##### Entries supplied
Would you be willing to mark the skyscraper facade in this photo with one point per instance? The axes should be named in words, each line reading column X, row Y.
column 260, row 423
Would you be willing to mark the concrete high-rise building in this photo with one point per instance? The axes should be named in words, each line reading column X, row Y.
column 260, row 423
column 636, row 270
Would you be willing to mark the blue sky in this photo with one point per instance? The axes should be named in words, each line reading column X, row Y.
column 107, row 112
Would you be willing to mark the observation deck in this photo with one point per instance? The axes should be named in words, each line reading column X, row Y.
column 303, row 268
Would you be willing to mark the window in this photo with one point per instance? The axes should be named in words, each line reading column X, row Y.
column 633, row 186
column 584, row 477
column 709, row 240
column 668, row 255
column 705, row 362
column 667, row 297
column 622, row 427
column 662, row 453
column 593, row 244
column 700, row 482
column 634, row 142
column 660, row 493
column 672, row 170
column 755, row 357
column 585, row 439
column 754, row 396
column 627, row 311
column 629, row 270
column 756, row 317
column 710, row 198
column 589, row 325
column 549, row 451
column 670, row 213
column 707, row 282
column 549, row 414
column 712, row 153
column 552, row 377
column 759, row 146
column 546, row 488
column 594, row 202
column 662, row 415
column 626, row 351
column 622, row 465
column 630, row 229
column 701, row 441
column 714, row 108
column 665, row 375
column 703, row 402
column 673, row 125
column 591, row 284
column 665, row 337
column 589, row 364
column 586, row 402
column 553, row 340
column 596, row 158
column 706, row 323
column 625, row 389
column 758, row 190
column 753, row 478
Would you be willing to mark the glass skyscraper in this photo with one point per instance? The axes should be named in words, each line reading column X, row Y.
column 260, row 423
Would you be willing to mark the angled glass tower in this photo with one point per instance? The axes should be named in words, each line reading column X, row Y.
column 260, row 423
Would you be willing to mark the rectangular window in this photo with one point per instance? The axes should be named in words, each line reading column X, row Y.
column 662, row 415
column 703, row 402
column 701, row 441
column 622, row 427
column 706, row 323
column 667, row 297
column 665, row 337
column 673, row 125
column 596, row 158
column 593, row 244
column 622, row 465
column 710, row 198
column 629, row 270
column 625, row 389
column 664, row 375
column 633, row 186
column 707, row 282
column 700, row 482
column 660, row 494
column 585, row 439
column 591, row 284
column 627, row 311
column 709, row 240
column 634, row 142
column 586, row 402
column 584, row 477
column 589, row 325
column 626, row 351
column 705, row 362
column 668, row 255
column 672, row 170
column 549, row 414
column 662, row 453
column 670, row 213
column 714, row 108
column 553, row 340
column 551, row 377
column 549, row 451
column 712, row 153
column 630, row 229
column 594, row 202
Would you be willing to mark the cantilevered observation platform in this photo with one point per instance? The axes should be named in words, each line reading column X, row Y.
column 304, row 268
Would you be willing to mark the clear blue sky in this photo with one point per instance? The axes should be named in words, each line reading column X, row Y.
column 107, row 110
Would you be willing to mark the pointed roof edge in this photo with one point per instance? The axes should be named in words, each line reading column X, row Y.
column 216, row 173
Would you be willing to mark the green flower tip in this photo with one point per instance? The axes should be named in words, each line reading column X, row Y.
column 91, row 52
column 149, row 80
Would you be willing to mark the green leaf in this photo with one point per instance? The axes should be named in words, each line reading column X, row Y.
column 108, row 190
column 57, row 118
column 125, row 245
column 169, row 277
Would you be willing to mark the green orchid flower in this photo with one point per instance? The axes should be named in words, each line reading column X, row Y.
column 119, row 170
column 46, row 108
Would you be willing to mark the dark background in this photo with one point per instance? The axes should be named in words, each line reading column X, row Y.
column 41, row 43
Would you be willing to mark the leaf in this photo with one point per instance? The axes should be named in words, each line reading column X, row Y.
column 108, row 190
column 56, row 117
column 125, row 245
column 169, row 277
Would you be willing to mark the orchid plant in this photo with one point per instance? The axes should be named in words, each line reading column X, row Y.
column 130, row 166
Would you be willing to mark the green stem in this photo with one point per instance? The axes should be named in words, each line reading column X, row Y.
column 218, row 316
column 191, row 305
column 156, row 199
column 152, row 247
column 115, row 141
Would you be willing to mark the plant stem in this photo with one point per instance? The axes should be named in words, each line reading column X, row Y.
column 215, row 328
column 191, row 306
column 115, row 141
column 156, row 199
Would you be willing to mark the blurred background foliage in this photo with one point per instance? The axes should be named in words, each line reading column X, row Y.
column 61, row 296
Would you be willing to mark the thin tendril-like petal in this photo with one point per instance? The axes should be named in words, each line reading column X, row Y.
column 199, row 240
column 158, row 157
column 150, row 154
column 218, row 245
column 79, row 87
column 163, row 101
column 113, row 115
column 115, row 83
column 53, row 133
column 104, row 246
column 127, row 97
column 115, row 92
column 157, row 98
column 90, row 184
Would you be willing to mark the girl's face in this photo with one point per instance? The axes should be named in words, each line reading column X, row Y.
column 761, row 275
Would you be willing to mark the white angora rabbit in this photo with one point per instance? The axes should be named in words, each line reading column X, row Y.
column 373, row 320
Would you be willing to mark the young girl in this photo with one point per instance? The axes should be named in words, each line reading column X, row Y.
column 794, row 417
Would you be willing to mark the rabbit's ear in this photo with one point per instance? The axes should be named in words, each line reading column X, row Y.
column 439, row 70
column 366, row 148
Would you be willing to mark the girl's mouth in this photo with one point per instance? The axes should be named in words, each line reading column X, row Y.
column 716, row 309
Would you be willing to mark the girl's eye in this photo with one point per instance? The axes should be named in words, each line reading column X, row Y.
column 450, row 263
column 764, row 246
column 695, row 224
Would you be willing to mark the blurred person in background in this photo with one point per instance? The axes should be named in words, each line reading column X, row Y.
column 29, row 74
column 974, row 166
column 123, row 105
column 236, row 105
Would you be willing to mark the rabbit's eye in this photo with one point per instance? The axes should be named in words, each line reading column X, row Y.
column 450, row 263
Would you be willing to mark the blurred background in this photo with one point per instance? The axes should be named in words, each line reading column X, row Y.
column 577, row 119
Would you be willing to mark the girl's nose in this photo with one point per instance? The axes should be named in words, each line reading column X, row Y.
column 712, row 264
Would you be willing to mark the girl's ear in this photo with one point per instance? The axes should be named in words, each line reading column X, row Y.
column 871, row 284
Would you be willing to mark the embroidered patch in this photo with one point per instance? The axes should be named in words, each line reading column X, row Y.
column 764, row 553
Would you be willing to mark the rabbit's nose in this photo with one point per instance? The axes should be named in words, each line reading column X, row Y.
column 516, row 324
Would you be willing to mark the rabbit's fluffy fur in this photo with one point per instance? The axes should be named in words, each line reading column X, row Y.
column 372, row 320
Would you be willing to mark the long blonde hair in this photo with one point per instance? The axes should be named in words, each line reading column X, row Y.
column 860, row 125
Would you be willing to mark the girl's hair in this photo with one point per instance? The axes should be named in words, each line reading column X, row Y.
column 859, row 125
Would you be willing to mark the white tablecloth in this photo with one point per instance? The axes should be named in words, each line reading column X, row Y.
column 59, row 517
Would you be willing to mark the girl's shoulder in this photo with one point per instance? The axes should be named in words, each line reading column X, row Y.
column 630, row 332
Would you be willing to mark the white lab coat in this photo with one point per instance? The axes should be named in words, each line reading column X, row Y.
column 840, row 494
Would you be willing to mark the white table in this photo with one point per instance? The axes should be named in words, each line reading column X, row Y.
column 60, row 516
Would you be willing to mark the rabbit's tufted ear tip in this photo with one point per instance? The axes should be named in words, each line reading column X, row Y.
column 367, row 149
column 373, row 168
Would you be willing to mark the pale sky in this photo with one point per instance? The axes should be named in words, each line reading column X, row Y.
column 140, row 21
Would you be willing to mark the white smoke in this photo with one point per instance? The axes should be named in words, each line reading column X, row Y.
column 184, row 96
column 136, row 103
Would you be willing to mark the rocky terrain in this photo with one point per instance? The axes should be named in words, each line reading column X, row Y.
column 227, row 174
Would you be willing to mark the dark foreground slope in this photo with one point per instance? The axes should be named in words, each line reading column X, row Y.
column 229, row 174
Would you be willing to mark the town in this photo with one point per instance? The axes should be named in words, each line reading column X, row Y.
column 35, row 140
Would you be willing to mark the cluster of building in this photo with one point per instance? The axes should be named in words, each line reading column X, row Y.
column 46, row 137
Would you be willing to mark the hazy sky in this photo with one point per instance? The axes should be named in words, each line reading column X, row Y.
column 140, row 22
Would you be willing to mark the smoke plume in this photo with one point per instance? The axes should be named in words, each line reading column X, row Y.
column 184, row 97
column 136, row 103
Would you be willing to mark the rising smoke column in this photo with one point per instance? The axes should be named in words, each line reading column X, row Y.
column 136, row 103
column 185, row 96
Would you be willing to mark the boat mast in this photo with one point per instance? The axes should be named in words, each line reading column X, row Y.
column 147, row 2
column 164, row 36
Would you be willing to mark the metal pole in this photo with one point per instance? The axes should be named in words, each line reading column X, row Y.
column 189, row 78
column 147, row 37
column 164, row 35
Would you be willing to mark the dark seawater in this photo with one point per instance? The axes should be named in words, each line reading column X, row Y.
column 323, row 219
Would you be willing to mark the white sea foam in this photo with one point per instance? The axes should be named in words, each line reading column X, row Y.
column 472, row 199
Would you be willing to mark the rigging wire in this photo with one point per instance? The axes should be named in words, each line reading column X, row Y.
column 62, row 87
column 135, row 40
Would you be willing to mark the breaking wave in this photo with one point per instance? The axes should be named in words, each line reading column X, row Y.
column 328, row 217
##########
## Exercise aim
Return every line from the one holding "Would you be willing to mark the dark foreground" through the end of the data, exactly as it appears, with both ends kept and nothing else.

## Written answer
Would you be willing to mark the dark foreground slope in this photo with one point per instance? The axes should be named in words, each line reading column X, row Y.
column 229, row 174
Would you be willing to mark the town in this photo with one point per instance? The axes should be named in words, each line reading column X, row Y.
column 35, row 140
Would you be willing to mark the cluster of building in this photo with one point per instance? The axes should be named in words, each line reading column X, row Y.
column 46, row 137
Would you be willing to mark the hazy sky in this photo with one point per instance? The axes should be named in words, each line reading column X, row Y.
column 140, row 22
Would you be willing to mark the smoke plume in this photo with one point per instance? The axes should be named in words, each line reading column X, row Y.
column 184, row 97
column 136, row 103
Would you be willing to mark the rising smoke column in this photo with one point per instance? The axes should be named in words, each line reading column X, row Y.
column 136, row 103
column 185, row 96
Would you be willing to mark the boat mast in this photo with one point per instance? The axes should be named in words, each line reading column X, row Y.
column 147, row 2
column 164, row 36
Would you be willing to mark the metal pole in this photo with one point per instance? The axes should be named in words, each line reading column X, row Y.
column 189, row 78
column 147, row 37
column 164, row 35
Would you be willing to mark the dark seawater in this photo with one point per instance? The axes should be named in words, each line reading column X, row Y.
column 323, row 219
Would you be willing to mark the white sea foam in this photo with one point per instance? The axes should be named in words, each line reading column X, row Y.
column 472, row 199
Would you be willing to mark the rigging wire in this photo with one point per instance? The axes should be named in words, each line reading column X, row Y.
column 62, row 87
column 135, row 40
Would you be willing to mark the breaking wave in this photo with one point per instance? The axes should be named in words, each line reading column X, row Y.
column 328, row 217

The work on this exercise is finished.